[What is needed]: Write the line that includes "Exercise. Identify the white fire" and all subsequent lines, exactly as written, and nothing more.

[Input for this task]:

start

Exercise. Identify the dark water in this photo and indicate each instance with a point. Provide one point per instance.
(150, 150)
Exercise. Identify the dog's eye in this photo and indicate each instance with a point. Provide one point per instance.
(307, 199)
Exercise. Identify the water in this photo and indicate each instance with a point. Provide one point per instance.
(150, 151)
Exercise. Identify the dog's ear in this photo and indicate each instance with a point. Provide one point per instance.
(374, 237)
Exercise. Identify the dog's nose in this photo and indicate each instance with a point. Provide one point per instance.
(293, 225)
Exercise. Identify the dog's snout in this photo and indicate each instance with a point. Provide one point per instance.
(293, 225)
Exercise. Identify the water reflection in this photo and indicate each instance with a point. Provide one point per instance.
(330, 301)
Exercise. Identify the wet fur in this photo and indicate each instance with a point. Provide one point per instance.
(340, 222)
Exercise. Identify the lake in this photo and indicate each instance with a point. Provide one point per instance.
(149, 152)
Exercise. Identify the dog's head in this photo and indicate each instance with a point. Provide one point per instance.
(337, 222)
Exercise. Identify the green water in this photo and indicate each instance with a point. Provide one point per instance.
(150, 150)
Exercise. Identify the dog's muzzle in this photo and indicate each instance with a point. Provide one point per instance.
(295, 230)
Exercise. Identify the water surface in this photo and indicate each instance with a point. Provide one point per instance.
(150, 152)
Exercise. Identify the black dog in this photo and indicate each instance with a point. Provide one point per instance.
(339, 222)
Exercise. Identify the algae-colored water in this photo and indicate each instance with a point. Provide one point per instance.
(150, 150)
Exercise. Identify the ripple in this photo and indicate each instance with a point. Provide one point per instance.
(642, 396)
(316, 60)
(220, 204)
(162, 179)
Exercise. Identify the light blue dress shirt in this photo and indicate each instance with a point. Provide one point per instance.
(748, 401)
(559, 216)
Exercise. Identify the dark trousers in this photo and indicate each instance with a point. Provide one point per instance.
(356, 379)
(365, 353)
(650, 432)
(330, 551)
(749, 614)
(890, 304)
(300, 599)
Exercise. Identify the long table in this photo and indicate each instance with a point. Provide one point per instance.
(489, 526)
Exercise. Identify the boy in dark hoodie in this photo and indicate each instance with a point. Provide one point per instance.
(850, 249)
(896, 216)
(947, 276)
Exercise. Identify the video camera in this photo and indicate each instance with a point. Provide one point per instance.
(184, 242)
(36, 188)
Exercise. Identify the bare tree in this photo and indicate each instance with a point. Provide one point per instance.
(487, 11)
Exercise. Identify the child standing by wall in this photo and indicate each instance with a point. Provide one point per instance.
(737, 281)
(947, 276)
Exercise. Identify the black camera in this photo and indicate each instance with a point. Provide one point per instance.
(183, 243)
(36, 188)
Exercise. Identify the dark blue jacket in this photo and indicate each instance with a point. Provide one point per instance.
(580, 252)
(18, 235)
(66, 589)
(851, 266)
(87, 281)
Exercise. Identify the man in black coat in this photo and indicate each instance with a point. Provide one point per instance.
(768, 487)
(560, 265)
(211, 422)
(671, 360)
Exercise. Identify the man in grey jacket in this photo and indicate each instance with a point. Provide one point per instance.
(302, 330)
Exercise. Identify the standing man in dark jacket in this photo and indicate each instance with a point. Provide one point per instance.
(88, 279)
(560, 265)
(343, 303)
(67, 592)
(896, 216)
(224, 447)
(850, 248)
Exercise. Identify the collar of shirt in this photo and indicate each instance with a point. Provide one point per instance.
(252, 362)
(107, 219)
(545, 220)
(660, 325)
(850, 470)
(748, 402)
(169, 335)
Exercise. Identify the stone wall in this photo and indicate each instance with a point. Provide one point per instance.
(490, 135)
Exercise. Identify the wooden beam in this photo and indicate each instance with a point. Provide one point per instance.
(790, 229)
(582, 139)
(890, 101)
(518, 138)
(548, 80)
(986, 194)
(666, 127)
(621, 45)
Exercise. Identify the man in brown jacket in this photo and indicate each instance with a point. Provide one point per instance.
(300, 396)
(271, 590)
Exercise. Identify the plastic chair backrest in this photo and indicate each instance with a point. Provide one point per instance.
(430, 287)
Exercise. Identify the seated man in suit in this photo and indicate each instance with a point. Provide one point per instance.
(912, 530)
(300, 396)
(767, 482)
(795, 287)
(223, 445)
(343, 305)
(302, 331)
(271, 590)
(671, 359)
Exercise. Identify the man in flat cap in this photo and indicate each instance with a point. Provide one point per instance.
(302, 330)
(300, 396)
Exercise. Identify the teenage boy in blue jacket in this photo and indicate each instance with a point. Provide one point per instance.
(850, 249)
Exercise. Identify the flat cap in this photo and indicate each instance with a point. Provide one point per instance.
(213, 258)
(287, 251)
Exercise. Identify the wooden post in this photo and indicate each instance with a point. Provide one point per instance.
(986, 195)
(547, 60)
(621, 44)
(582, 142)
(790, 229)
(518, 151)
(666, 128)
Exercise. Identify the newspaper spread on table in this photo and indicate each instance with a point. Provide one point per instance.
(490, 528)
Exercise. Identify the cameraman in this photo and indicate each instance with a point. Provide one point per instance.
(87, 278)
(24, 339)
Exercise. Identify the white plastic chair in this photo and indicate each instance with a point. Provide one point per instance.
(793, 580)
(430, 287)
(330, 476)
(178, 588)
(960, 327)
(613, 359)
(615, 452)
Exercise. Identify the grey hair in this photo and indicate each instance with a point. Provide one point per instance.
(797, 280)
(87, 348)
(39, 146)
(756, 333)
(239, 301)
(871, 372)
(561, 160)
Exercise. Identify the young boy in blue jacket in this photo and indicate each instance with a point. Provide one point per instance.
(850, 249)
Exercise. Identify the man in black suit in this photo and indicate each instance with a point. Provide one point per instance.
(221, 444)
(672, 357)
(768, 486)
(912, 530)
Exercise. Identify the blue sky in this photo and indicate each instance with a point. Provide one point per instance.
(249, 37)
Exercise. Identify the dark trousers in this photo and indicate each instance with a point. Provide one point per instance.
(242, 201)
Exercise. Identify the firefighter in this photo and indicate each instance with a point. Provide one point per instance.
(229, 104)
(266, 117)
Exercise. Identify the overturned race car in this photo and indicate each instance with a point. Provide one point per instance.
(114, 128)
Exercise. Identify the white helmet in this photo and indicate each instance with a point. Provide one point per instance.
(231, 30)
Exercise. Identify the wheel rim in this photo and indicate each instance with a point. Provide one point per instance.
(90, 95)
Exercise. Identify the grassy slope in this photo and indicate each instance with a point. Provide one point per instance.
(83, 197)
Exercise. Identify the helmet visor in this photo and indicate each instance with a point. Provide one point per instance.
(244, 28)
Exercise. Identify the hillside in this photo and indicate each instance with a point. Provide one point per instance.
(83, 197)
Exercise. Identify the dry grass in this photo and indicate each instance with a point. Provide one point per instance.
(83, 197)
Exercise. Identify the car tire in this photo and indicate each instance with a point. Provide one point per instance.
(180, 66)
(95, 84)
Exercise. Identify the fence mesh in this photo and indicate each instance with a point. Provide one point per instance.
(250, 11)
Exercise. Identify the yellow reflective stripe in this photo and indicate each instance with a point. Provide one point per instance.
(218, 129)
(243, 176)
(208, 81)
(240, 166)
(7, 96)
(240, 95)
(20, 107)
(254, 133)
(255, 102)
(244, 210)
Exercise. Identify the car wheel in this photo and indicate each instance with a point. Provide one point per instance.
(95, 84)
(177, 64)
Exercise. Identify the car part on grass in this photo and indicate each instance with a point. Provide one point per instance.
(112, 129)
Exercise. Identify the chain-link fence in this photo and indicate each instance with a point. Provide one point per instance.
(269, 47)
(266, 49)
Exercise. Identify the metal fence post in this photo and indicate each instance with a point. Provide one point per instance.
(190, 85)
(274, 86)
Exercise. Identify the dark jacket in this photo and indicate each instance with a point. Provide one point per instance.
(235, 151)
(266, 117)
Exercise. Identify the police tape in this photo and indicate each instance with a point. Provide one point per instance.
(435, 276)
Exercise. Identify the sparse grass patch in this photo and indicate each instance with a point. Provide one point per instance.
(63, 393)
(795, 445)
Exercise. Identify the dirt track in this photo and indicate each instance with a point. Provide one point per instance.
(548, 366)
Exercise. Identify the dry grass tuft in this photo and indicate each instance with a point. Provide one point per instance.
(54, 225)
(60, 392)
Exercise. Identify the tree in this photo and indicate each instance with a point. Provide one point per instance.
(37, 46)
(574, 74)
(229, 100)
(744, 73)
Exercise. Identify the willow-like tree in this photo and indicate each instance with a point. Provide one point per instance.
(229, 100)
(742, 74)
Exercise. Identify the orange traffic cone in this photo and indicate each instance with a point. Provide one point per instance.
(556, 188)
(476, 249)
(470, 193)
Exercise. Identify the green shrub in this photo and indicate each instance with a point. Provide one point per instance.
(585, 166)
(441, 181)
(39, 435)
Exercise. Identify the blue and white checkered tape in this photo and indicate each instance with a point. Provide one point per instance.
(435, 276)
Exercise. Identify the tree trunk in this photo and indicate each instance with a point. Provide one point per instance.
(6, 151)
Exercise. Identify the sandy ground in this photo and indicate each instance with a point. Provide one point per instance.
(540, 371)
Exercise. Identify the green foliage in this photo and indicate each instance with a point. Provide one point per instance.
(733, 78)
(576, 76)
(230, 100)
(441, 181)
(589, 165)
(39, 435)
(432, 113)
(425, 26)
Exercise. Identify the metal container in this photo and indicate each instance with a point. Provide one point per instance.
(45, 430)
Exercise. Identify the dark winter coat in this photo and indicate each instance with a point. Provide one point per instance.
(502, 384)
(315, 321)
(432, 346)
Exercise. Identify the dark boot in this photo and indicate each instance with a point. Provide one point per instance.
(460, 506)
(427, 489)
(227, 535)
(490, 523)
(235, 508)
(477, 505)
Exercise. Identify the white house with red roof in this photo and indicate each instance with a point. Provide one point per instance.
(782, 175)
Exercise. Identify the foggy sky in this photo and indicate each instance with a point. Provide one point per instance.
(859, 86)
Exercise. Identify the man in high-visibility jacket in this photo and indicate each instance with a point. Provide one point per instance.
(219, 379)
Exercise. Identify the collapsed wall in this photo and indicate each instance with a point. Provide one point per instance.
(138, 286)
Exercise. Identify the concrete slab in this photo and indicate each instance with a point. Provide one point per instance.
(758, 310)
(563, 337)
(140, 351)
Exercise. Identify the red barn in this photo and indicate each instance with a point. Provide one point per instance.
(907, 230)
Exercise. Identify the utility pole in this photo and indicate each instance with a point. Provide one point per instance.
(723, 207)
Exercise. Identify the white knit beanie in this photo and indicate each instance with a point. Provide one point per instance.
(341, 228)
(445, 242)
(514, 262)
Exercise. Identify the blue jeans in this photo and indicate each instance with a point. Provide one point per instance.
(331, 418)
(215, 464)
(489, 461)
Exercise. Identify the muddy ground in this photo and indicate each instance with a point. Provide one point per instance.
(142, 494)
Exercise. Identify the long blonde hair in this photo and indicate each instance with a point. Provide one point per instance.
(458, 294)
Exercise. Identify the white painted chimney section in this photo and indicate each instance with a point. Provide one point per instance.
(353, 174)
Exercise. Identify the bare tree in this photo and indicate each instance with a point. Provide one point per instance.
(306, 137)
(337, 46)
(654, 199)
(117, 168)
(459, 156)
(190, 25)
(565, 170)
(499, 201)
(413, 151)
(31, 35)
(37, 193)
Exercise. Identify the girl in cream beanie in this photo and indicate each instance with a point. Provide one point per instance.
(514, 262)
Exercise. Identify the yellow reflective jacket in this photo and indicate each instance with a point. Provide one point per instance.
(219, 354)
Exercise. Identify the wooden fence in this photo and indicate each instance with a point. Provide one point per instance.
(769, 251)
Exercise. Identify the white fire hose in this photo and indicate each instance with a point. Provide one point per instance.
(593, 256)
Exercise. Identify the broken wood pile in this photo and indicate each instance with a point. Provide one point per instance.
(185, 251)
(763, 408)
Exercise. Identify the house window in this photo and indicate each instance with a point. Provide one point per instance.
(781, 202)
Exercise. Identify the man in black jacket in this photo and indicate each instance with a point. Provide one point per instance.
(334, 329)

end

[Task response]:
Exercise. Identify the white fire hose in this photo and indicate each instance with a point. Provide one point per instance.
(593, 256)
Exercise. Identify the broken wood pile in this photo and indicate each instance with a point. Provide one point per instance.
(185, 251)
(763, 408)
Exercise. Identify the house window in this photo and indicate each instance with a point. Provide one point per instance.
(781, 202)
Exercise. Identify the man in black jacket in this photo and indicate each instance with a point. Provide one point per instance.
(334, 329)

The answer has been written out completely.